Collection entries -
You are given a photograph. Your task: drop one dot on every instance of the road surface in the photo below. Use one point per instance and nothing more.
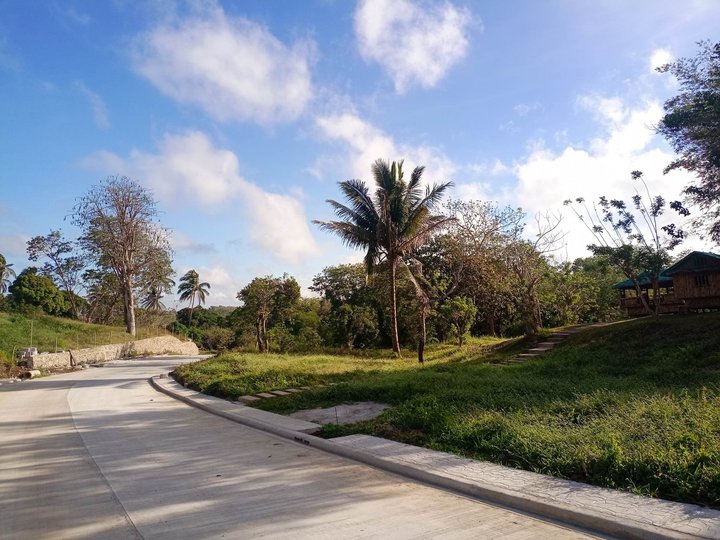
(100, 454)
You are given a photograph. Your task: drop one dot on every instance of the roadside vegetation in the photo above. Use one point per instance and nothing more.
(633, 406)
(49, 334)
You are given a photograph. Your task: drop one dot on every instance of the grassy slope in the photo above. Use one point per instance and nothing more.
(634, 406)
(70, 334)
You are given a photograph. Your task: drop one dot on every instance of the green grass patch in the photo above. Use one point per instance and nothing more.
(57, 333)
(633, 406)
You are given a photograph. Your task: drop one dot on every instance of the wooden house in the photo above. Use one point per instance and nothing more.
(691, 284)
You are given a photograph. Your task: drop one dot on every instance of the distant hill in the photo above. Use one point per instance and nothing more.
(50, 333)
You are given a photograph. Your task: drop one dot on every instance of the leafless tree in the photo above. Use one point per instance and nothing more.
(120, 231)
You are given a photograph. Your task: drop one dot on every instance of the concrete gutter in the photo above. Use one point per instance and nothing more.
(603, 510)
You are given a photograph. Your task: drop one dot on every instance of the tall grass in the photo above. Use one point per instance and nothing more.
(634, 406)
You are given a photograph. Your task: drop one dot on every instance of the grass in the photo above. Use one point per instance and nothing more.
(51, 333)
(633, 406)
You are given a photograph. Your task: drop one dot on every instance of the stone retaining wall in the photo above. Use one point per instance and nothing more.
(105, 353)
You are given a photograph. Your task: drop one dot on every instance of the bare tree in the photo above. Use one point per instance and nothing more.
(121, 233)
(631, 238)
(527, 260)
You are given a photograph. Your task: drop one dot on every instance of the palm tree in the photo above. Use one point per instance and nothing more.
(155, 291)
(388, 224)
(152, 299)
(6, 275)
(190, 289)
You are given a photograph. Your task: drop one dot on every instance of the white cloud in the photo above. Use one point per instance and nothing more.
(366, 143)
(182, 242)
(100, 113)
(231, 67)
(189, 169)
(545, 178)
(415, 44)
(660, 57)
(523, 109)
(14, 245)
(223, 287)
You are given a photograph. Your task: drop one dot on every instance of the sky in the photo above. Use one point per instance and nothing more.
(242, 116)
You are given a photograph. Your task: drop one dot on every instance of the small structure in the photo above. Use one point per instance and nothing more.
(691, 284)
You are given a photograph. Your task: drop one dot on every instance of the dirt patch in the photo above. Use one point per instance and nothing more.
(346, 413)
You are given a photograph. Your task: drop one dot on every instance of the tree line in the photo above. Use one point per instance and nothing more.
(433, 270)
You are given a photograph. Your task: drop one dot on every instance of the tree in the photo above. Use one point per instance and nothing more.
(120, 232)
(460, 311)
(104, 296)
(475, 247)
(634, 244)
(191, 289)
(692, 126)
(33, 290)
(527, 261)
(7, 274)
(388, 224)
(63, 264)
(268, 300)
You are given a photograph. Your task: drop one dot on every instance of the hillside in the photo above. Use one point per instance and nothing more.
(633, 406)
(55, 333)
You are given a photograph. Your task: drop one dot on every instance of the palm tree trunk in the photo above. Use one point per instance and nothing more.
(129, 307)
(423, 335)
(258, 336)
(192, 301)
(393, 307)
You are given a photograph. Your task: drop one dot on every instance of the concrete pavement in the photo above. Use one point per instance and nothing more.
(613, 512)
(100, 454)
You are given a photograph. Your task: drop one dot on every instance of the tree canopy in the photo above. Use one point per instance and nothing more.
(120, 233)
(692, 126)
(390, 223)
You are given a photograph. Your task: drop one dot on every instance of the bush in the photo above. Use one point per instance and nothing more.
(218, 339)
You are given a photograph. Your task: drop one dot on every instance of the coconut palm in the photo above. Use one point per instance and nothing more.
(388, 224)
(191, 289)
(7, 274)
(155, 291)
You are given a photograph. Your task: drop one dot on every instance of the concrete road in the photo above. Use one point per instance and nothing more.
(100, 454)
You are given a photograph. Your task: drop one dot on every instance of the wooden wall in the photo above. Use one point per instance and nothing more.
(686, 286)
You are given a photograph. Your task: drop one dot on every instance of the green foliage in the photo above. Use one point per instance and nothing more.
(192, 289)
(629, 237)
(692, 126)
(389, 224)
(62, 264)
(7, 274)
(267, 302)
(49, 332)
(635, 406)
(217, 339)
(31, 290)
(460, 312)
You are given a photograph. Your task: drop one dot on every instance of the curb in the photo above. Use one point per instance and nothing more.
(598, 522)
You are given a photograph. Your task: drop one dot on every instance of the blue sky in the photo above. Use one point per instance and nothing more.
(242, 116)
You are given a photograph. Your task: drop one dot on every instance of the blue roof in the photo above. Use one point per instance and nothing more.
(645, 280)
(696, 261)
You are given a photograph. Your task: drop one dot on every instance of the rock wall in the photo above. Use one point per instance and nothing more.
(105, 353)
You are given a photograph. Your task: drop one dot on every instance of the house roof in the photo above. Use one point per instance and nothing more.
(645, 280)
(696, 261)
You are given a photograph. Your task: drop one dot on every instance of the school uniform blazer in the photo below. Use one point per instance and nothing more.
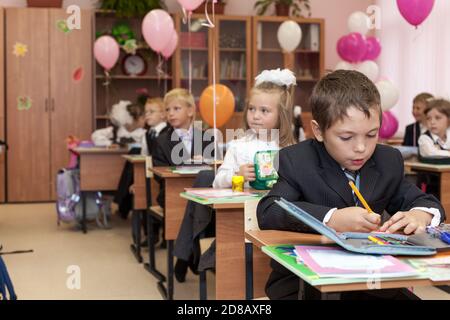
(311, 179)
(412, 134)
(162, 153)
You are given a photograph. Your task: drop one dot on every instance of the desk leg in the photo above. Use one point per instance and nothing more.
(136, 235)
(83, 219)
(445, 193)
(230, 254)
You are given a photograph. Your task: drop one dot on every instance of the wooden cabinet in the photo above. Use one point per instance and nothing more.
(307, 61)
(49, 97)
(123, 86)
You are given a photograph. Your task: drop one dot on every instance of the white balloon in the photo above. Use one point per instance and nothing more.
(344, 65)
(370, 69)
(389, 94)
(289, 35)
(359, 22)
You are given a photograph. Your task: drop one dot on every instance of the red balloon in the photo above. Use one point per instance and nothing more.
(352, 47)
(373, 48)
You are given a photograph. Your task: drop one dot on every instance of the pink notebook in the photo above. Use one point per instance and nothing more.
(335, 262)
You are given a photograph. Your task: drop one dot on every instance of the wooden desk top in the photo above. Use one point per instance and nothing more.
(100, 151)
(134, 158)
(262, 238)
(427, 167)
(166, 173)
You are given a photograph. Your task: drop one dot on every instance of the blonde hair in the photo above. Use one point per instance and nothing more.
(285, 115)
(158, 101)
(182, 95)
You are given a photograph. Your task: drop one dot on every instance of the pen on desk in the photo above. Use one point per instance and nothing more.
(360, 197)
(376, 240)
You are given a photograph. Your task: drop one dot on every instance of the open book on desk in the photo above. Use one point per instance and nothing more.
(356, 242)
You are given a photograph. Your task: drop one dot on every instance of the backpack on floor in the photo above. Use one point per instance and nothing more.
(6, 286)
(69, 207)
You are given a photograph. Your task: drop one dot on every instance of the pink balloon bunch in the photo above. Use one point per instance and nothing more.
(352, 47)
(106, 52)
(159, 32)
(415, 11)
(389, 125)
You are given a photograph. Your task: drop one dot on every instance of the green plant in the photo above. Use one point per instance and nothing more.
(132, 8)
(298, 6)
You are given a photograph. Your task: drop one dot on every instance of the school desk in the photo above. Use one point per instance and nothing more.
(444, 180)
(173, 216)
(139, 201)
(230, 252)
(100, 170)
(335, 286)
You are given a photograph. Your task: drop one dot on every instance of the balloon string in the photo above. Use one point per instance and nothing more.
(210, 24)
(190, 52)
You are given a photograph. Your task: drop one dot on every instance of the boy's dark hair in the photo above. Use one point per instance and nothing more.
(441, 105)
(135, 110)
(340, 90)
(423, 97)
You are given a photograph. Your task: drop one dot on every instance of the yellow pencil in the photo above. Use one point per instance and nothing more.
(375, 240)
(360, 197)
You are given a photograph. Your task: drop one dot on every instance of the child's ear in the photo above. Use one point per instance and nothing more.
(316, 130)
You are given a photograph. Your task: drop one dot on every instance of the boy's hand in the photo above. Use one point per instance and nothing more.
(248, 172)
(354, 219)
(413, 221)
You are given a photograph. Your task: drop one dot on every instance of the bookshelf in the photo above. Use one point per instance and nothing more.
(122, 86)
(307, 62)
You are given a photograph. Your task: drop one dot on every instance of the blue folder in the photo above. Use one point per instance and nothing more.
(355, 242)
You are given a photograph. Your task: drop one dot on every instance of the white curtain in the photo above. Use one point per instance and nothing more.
(416, 60)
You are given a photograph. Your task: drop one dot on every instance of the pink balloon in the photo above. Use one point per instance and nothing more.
(157, 29)
(190, 5)
(352, 47)
(389, 125)
(415, 11)
(168, 51)
(106, 52)
(373, 48)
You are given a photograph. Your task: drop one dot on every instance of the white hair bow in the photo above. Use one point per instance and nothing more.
(277, 76)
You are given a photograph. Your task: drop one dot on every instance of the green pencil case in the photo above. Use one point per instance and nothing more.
(265, 171)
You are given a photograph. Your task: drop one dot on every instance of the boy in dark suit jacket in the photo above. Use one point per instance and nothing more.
(314, 175)
(182, 143)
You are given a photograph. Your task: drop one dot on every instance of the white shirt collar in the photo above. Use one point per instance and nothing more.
(159, 127)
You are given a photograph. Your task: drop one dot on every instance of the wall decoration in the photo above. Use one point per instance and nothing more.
(20, 49)
(78, 74)
(24, 103)
(61, 25)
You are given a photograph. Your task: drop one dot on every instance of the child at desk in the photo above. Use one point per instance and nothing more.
(436, 140)
(414, 130)
(155, 120)
(177, 146)
(315, 176)
(269, 108)
(127, 126)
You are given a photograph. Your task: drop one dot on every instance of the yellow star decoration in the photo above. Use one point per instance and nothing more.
(20, 49)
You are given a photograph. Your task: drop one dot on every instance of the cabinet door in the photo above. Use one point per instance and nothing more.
(2, 107)
(27, 65)
(70, 86)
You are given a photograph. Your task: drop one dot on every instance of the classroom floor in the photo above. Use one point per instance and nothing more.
(107, 267)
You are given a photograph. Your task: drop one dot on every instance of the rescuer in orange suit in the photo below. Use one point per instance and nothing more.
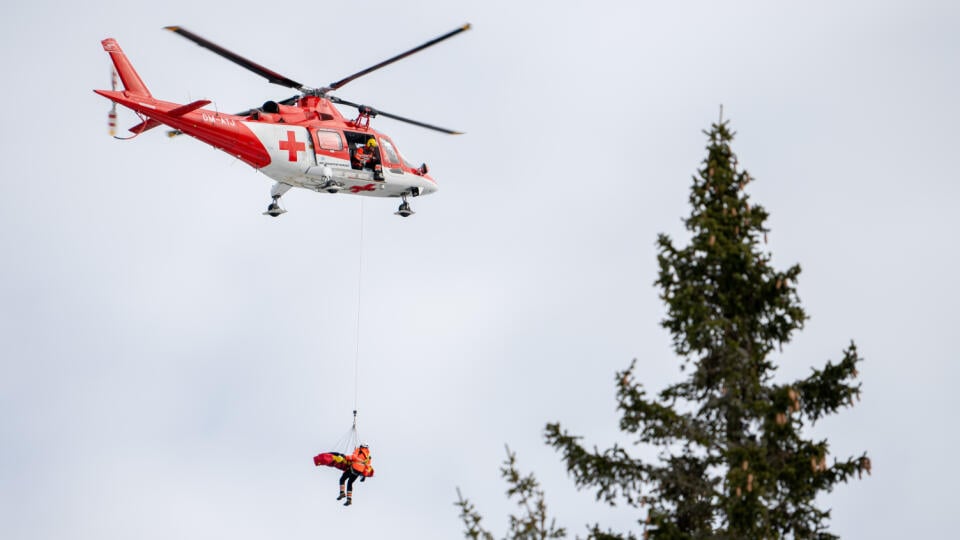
(367, 156)
(359, 466)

Task goal - Your output should be only the lines from the line with "the yellow star" through the end of the data, exactly as they stand, and no pictures.

Your response -
You are given a photograph. Your task: drop one dot on every instance of the yellow star decoration in the photo above. Use one point per instance and nothing more.
(20, 49)
You are given a photograph. Your task: drop one dot on every instance of the cabinet door in the photo above. Use one point per instance and nothing more.
(2, 107)
(27, 65)
(70, 86)
You are given a photograph. Your task: drop one dot on every instance of the classroom floor in the photo above. Use one point per instance and nothing more.
(107, 267)
You are given a photograph. Your task: drop one dot on every instance of the rescuer in orange suit in the photo below. Use one point per instance and nothing more.
(367, 156)
(359, 466)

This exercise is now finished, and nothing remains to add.